- **Work item A**
Transcribe the text on stretched rubber balloons below from "Stretching an uninflated" to "the relaxed one!".
- **Work item B**
Using the text on stretched rubber balloons below, decide whether each statement agrees with it. Answer yes or no for each and quote the words from the text that decide it.
(i) John Gough regarded heat as a material fluid.
(ii) Letting the balloon contract makes it release heat and become hot.
(iii) The molecules have higher internal energy in the stretched balloon than in the relaxed one.
- **Work item C**
Resume the text on stretched rubber balloons below, continuing from its last sentence.

Page text: Begin

Stretching an uninflated toy balloon causes it to release heat and become hot. Allowing it to contract causes it to absorb heat and become cool. The cooling is particularly striking and surprising. [Incidentally John Gough in 1802 tried to rationalize this in terms of there being less room in the stretched rubber for heat - which he regarded as caloric, a material fluid. This was a good, imaginative idea, although wrong.]

One might have thought that allowing the molecules to regain their natural shape would result in a release of heat as they achieve lower internal energy. In fact the opposite is the case. The molecules have lower internal energy (that is they lie in deeper, narrower potential energy minima) in the stretched balloon than in the relaxed one!

Of course free energy must fall in a spontaneous process like relaxation of the stretched balloon.

What drives contraction must be an increase in entropy, large enough to overwhelm the increase in internal energy. For the isolated (adiabatic) balloon the source of the increased internal energy is the vibration that represents heat, so the sample cools.

The structural rationale is clear. The stretched form is low in energy for two reasons:

Conformation. Extending the chain converts gauche conformations to anti ones, which are lower in energy.

Page text: End
Records provided: Begin

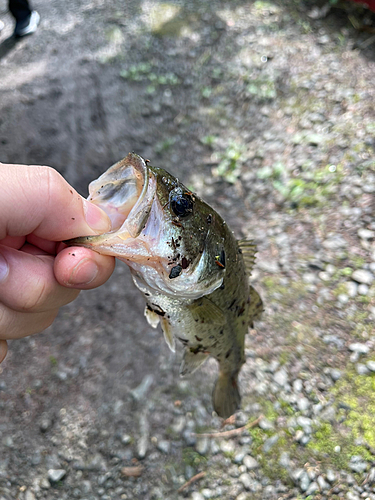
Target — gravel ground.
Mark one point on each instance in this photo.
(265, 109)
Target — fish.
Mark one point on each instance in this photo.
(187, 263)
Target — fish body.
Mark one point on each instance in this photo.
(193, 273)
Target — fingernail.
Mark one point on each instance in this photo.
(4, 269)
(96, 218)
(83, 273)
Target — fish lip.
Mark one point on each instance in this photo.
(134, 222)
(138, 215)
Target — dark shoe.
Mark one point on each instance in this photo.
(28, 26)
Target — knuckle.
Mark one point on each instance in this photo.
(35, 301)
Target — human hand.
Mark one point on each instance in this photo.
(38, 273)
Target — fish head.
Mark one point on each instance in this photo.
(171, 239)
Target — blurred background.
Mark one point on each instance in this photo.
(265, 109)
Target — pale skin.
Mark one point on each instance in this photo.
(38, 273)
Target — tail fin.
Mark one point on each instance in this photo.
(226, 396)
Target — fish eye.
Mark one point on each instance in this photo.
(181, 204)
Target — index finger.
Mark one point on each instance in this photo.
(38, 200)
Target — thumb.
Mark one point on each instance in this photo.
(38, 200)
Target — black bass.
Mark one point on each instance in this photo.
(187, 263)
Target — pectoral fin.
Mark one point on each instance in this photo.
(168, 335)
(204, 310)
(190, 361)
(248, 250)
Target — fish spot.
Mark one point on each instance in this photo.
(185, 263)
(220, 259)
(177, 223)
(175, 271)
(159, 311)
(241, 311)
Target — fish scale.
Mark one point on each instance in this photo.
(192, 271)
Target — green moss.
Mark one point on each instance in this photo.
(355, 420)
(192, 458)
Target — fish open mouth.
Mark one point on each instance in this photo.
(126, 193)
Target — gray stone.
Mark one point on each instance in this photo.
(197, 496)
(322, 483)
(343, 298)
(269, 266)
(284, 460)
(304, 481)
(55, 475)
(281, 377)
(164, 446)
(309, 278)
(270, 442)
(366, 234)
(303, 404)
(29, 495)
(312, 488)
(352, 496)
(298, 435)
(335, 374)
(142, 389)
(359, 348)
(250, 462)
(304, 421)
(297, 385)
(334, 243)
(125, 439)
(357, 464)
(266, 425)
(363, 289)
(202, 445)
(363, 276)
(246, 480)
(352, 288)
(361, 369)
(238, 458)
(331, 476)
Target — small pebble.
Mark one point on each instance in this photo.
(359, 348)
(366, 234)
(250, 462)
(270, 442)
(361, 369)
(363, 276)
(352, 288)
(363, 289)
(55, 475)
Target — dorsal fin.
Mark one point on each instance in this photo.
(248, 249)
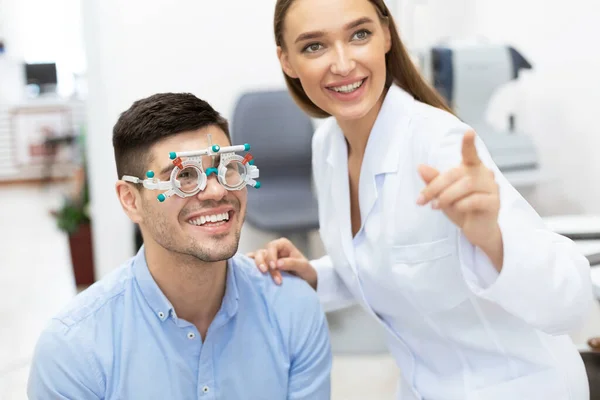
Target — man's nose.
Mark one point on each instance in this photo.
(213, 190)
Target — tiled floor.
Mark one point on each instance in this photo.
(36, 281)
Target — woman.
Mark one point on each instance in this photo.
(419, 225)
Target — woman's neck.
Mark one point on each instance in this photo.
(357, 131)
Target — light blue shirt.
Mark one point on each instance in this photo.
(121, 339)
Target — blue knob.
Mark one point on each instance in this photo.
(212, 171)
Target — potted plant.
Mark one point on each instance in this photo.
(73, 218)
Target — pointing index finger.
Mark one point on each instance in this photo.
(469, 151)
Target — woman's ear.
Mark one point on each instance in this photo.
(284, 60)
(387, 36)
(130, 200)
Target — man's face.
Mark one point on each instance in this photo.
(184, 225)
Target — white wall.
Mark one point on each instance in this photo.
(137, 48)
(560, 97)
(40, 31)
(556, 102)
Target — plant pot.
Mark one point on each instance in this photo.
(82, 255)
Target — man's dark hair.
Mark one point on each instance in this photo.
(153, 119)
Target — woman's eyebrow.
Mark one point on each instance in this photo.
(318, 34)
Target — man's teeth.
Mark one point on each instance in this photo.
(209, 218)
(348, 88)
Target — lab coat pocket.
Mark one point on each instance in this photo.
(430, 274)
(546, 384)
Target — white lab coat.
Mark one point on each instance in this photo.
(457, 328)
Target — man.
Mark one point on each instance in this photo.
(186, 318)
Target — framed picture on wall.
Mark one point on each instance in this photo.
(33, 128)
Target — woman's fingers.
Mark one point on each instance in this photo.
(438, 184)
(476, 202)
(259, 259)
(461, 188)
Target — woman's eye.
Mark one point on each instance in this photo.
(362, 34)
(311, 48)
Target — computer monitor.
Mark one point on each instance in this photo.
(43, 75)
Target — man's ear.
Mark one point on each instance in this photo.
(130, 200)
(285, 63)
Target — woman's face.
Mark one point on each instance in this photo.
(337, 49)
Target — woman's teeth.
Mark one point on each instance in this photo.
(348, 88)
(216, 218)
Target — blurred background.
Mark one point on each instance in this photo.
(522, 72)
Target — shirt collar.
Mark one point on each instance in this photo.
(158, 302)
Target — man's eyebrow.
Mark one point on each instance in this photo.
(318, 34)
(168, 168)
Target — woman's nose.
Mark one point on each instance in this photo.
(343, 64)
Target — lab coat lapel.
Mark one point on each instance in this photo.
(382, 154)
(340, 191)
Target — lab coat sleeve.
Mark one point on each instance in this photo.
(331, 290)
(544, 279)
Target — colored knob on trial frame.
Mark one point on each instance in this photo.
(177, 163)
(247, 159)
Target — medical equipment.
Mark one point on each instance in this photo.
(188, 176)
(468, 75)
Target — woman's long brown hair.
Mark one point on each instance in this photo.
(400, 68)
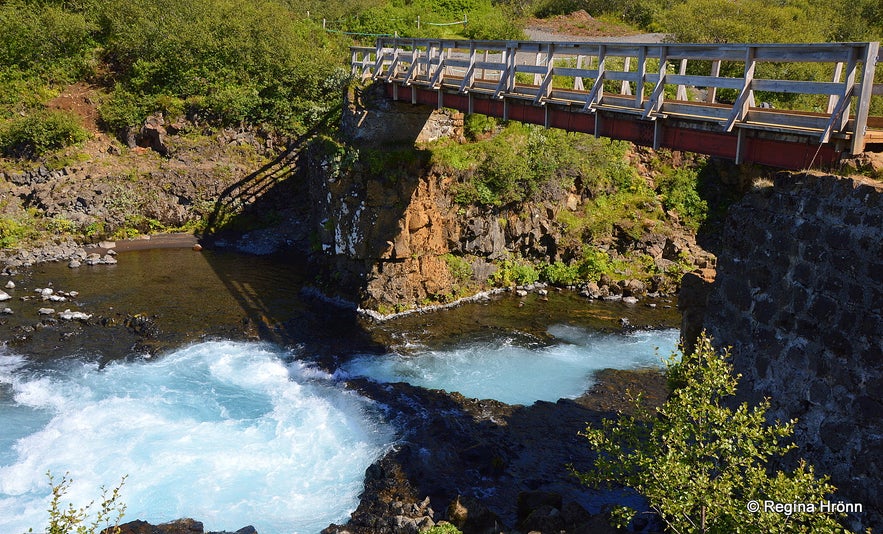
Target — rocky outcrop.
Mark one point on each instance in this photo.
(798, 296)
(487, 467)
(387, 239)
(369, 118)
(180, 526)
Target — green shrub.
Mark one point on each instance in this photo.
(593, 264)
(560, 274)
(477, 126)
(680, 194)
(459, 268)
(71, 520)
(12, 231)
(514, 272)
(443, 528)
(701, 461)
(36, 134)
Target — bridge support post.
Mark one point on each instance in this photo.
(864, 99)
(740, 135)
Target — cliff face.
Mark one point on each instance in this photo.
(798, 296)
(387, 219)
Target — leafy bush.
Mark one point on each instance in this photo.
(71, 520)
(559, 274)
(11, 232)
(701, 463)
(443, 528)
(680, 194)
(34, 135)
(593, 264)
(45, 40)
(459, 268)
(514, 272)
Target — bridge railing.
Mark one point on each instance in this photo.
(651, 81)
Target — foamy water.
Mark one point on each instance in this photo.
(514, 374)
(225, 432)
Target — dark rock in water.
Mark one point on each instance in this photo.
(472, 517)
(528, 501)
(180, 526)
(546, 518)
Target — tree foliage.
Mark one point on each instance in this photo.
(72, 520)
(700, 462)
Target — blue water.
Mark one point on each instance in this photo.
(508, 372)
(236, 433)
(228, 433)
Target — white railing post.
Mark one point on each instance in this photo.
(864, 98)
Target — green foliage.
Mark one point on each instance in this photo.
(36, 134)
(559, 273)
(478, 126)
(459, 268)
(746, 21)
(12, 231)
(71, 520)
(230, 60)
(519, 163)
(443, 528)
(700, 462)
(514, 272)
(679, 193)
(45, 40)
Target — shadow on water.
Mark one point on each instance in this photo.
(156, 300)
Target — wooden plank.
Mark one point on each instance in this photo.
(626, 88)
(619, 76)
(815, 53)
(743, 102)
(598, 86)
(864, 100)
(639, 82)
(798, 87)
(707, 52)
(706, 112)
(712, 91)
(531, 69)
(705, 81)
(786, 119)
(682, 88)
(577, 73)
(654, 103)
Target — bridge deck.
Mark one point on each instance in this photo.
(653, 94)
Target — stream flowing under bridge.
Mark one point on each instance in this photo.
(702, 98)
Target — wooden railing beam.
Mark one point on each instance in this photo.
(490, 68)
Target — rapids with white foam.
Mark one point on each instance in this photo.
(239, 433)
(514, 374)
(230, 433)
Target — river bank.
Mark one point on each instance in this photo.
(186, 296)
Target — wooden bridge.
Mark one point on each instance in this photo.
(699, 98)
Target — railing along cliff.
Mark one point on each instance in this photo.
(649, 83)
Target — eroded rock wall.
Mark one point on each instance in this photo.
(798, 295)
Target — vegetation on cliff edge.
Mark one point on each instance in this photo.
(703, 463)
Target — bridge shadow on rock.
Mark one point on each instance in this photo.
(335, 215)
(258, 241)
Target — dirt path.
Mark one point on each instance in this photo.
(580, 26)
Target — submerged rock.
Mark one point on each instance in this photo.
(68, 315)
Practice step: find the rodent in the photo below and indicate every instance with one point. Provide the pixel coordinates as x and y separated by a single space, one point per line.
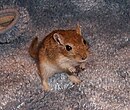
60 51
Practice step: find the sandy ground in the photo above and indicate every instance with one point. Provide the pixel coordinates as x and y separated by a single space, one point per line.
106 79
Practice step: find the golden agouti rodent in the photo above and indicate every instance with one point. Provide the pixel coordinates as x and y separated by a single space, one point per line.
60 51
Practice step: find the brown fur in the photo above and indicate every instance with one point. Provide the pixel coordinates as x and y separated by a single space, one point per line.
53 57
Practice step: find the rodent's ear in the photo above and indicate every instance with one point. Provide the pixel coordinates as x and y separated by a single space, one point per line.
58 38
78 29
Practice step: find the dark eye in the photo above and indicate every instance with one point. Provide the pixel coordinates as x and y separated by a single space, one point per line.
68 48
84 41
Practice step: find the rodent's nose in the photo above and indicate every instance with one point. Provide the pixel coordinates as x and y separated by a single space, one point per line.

Records provided: End

- **Answer space A**
Stretching an uninflated toy balloon causes it to release heat and become hot. Allowing it to contract causes it to absorb heat and become cool. The cooling is particularly striking and surprising. [Incidentally John Gough in 1802 tried to rationalize this in terms of there being less room in the stretched rubber for heat - which he regarded as caloric, a material fluid. This was a good, imaginative idea, although wrong.]

One might have thought that allowing the molecules to regain their natural shape would result in a release of heat as they achieve lower internal energy. In fact the opposite is the case. The molecules have lower internal energy (that is they lie in deeper, narrower potential energy minima) in the stretched balloon than in the relaxed one!

- **Answer space B**
(i) Yes: "which he regarded as caloric, a material fluid"
(ii) No: "Allowing it to contract causes it to absorb heat and become cool."
(iii) No: "The molecules have lower internal energy"

- **Answer space C**
Intermolecular packing. The extended chains can pack more tightly together and give local crystallization, which dominates the lowering of energy and occurs as the stretching reaches its limit.

Of course the stretched form is also low in entropy, since it is so highly ordered both in terms of conformation and in terms of packing.

Contraction of stretched rubber (and of other important biological or artificial polymers) belongs to the class of spontaneous processes that offend a chemist's intuition by absorbing, rather than releasing, heat. All of these processes, which include evaporation of a liquid, expansion of a gas, and dissolution of many solids, are driven by entropy.

Incidentally, stretching a metal spring, where deformation increases the internal energy, does not release heat. This is a normal case dominated by internal energy rather than by entropy.